-- SHORT EXERCISE --
Copy the data from the line with "of the concrete" up to and including the line with "171), (108, 345)]", keeping every line as it is except that each coordinate in the answers is shifted by adding 21 to it.

-- LISTED ENTRIES --
* * * * * * * * *

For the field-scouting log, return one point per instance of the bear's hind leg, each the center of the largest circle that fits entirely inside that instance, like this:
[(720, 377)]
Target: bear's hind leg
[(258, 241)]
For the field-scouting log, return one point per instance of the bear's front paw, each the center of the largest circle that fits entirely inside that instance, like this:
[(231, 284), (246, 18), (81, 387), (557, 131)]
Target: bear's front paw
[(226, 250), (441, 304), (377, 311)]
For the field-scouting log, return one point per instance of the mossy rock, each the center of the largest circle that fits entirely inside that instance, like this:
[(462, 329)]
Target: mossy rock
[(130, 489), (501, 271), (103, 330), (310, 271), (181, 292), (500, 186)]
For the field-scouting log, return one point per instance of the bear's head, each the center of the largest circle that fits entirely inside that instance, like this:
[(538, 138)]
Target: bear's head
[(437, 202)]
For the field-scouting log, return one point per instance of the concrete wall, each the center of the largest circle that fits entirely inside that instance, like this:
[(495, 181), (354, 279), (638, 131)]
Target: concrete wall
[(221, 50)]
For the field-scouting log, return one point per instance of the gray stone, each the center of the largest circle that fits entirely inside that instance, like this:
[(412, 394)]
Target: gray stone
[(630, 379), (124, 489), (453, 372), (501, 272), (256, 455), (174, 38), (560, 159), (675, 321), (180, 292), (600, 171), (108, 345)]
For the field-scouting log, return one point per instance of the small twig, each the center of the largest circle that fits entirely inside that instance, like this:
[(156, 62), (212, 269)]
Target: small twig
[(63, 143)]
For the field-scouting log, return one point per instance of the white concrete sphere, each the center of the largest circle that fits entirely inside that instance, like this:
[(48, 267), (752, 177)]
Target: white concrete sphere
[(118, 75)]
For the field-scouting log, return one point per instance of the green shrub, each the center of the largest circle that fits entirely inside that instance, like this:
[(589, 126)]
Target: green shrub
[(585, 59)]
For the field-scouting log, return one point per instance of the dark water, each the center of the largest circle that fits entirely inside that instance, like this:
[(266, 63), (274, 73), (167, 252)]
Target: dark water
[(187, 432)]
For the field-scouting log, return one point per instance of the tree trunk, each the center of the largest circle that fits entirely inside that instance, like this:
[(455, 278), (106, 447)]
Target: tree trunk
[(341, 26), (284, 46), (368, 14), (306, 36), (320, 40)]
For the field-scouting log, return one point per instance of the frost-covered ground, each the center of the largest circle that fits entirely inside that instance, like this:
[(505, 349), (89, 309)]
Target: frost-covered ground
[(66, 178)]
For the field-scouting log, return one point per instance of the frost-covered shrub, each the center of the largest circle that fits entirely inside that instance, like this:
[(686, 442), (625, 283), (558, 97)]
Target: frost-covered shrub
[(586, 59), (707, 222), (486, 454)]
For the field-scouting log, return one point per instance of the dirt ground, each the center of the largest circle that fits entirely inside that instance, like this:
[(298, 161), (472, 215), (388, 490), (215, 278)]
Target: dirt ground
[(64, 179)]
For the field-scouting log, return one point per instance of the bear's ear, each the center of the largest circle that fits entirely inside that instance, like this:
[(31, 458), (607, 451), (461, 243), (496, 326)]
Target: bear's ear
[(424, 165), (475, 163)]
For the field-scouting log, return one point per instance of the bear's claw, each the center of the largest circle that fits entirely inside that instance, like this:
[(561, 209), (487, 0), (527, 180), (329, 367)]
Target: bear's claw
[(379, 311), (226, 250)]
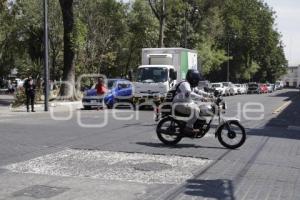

* * * * * * * * *

-- RIGHT ANSWER --
For the field-scouting log, return one point per instance of the concrete wall, each the center of the largest circle that fits entirely inside that instance, like this:
[(495, 181), (354, 279), (638, 131)]
Target: concrete wall
[(242, 71)]
For the field-scouting log, return one point per instance of the gray stone, each the center of the largest circle that fits entirely inside that instance, like this:
[(412, 394)]
Target: gray stone
[(651, 400), (145, 510), (474, 393), (522, 293), (277, 476), (195, 59), (581, 180), (696, 342), (201, 313), (621, 192), (129, 366)]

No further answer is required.